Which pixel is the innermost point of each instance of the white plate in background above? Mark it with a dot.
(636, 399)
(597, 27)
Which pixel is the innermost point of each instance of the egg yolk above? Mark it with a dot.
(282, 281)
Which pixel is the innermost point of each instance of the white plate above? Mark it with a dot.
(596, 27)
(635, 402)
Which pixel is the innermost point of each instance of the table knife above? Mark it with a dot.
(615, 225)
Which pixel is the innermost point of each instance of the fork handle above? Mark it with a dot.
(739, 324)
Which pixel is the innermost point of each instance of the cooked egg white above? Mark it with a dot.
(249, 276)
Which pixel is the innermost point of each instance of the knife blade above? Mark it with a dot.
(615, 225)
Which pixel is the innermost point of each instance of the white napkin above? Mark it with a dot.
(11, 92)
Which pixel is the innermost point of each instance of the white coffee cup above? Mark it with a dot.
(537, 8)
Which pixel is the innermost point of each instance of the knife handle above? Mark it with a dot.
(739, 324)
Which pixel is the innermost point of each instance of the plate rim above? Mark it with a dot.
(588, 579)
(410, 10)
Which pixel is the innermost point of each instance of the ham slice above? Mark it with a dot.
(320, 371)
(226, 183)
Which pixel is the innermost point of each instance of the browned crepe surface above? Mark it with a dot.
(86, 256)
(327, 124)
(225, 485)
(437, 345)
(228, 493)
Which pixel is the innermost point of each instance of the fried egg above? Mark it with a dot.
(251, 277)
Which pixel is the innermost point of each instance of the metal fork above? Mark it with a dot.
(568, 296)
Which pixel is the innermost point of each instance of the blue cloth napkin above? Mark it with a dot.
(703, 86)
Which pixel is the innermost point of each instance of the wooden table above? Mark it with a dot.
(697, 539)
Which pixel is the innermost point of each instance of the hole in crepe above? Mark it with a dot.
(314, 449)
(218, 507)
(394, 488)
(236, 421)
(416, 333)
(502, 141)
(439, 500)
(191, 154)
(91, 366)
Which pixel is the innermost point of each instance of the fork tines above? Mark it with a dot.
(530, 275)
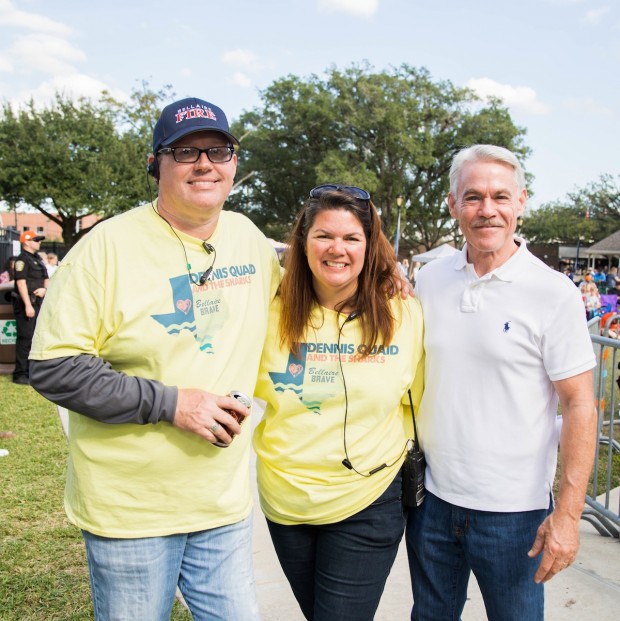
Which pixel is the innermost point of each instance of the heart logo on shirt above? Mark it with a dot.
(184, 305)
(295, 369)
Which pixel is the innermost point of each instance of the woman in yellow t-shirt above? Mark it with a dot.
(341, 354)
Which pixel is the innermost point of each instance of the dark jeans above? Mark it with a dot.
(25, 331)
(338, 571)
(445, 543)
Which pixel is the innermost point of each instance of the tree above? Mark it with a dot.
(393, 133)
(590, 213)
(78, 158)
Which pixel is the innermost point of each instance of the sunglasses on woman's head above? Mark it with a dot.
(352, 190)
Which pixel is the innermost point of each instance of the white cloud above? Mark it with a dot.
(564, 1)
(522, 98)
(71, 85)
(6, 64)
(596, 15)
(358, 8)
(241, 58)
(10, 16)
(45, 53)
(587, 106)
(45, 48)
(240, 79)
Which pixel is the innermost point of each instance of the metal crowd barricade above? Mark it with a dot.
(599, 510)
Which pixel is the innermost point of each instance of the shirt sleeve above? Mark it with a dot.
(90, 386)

——————————

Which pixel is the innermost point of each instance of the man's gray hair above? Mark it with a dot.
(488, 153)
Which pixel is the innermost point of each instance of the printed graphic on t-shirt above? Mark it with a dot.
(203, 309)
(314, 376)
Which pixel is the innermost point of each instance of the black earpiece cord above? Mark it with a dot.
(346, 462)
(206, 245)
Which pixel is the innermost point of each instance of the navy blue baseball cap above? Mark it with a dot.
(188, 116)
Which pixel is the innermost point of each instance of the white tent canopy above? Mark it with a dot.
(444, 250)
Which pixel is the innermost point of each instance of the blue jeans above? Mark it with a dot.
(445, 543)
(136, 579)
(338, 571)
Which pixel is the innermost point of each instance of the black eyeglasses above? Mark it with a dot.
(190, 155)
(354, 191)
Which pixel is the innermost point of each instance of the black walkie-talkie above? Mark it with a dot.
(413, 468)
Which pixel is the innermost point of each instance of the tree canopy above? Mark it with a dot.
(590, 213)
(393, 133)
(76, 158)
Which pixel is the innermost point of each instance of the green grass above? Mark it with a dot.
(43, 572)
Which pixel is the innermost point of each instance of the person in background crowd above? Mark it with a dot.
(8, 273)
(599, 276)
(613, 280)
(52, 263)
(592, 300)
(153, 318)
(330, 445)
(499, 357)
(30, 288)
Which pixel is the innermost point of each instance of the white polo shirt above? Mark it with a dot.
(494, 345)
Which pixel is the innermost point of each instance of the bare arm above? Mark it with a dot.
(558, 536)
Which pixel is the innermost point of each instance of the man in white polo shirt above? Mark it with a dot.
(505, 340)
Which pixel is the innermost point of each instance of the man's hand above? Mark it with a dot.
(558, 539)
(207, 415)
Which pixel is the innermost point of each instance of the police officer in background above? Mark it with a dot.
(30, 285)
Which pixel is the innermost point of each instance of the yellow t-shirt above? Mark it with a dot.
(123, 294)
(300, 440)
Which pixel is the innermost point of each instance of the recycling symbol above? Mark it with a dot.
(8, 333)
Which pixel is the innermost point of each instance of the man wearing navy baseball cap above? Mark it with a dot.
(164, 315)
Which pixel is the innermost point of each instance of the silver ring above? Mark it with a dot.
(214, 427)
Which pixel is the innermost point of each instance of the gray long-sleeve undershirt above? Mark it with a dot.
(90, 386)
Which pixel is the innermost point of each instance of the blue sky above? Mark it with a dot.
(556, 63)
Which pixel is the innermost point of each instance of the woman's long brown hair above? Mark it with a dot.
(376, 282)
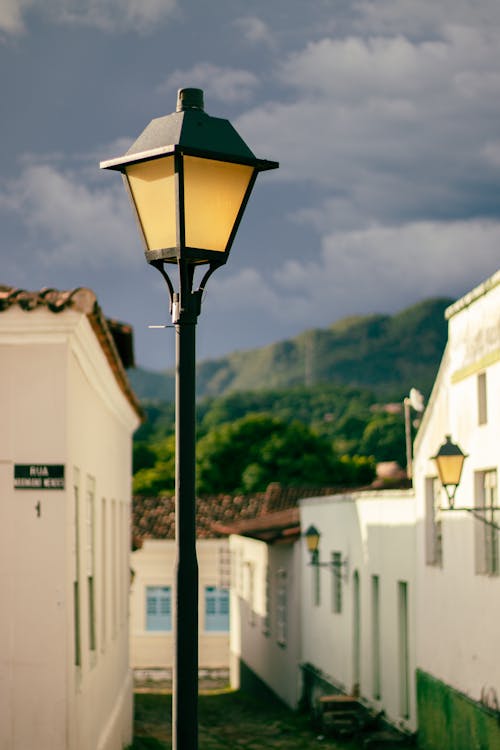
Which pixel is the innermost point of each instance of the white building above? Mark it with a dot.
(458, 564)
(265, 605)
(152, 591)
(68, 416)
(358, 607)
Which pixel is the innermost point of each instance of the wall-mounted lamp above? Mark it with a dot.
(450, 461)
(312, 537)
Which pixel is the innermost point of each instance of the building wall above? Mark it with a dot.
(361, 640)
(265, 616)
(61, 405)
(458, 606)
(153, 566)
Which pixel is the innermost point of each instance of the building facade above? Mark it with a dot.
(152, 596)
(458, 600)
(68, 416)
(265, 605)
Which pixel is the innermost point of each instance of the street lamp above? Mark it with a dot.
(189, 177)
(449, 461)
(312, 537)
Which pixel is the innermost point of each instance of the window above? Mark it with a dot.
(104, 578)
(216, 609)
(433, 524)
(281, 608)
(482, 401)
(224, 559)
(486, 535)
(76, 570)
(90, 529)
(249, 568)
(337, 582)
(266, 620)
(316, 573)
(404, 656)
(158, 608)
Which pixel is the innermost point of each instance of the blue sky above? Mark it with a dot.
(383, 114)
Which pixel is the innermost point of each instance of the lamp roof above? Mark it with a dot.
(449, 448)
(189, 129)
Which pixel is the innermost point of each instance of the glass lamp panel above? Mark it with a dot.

——————————

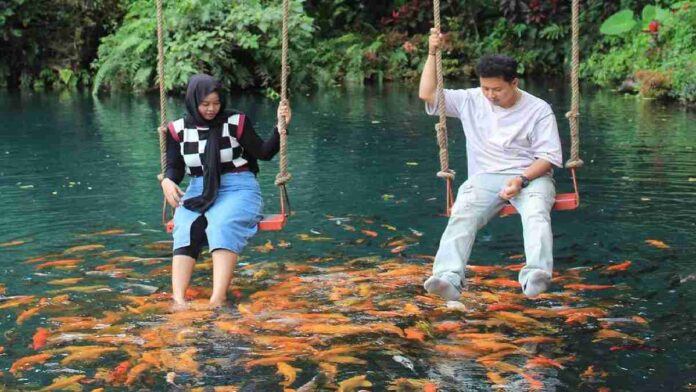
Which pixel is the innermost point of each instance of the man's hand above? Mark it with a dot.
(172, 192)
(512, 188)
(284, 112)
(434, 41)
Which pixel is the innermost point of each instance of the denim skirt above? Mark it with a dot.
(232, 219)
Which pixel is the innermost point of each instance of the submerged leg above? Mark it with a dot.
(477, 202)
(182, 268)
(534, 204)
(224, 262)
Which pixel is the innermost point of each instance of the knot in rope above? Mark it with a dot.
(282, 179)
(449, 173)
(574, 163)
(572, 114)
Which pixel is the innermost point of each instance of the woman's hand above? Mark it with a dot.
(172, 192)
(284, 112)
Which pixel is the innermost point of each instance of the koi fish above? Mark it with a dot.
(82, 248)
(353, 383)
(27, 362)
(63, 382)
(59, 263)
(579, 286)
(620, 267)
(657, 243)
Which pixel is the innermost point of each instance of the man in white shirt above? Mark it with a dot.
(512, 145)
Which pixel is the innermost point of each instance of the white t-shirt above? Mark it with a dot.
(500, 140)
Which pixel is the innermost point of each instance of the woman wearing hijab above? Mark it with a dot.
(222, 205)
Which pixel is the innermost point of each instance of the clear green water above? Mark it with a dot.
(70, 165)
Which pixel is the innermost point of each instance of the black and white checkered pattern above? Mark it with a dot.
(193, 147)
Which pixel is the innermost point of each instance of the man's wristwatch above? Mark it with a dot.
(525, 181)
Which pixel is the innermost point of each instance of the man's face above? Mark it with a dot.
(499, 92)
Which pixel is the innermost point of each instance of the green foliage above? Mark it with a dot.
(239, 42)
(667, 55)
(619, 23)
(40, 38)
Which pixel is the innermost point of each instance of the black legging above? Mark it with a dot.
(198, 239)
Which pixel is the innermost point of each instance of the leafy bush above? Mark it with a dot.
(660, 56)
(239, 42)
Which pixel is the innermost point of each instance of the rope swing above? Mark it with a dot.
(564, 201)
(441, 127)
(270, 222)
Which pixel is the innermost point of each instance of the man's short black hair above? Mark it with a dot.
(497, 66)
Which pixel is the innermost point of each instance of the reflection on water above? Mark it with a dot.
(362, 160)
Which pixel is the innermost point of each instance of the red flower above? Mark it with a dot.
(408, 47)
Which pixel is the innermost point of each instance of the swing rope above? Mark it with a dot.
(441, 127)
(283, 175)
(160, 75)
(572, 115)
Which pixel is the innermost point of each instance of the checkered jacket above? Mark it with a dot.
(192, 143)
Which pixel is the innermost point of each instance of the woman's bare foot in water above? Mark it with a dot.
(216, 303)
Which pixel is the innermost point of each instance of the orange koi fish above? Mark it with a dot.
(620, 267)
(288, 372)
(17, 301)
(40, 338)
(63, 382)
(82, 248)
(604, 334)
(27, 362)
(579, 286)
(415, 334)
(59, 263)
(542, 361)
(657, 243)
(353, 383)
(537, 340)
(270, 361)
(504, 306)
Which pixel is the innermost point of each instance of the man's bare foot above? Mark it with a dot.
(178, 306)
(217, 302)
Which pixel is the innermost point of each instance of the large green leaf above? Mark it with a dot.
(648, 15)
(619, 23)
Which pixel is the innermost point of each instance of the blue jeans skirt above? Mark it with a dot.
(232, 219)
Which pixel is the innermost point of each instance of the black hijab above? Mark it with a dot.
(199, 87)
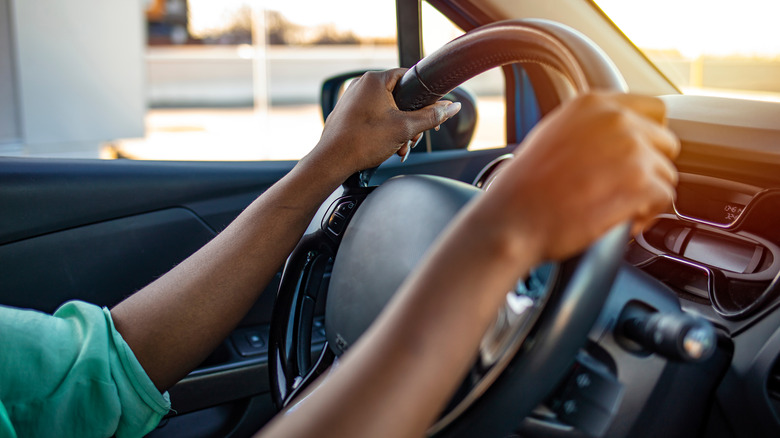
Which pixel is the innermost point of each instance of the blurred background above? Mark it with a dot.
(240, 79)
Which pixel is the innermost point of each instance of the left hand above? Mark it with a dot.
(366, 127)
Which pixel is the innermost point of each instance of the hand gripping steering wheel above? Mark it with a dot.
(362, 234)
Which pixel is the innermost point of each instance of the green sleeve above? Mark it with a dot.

——————————

[Task to complete]: All that should be written out is the stretch of lines above between the one holding "building above? Mark it with a dot." and the one holding "panel above? Mark it with a dot.", inclusive, exactly as given.

[Solution for this task]:
Which pixel is the innermost point of each instance of the white building above? Mark it with a dot.
(458, 564)
(265, 605)
(152, 591)
(68, 416)
(358, 607)
Which pixel is the innermost point of each instance of the wall-mounted lamp above? Mark it with a dot.
(450, 461)
(312, 537)
Which pixel is the innermost point of each instance of the building wall above? Mark it with a dot.
(361, 640)
(265, 616)
(61, 405)
(458, 606)
(153, 566)
Which pixel is the innermost point of each instance of the building facade above? Mark it with a dot.
(152, 596)
(458, 600)
(68, 416)
(265, 605)
Which pixel is the innermost point of each instance of the street lamp above? Mark it with a dot.
(189, 177)
(449, 461)
(312, 537)
Which pixel is the innermost point of each instance of the window above? Mark it with a dot.
(104, 578)
(216, 609)
(433, 524)
(281, 608)
(482, 401)
(224, 559)
(486, 535)
(76, 570)
(90, 529)
(249, 568)
(337, 582)
(266, 620)
(316, 573)
(404, 656)
(158, 608)
Which pixel is the innermost point of each instance of the blue sky above? Mark it with a dot.
(383, 114)
Which pixel is the innermost point of each instance of the lamp roof above? Mark it with a dot.
(449, 448)
(189, 129)
Which pixel is the innermost point of each instance of the glass lamp panel above? Mark it with a dot.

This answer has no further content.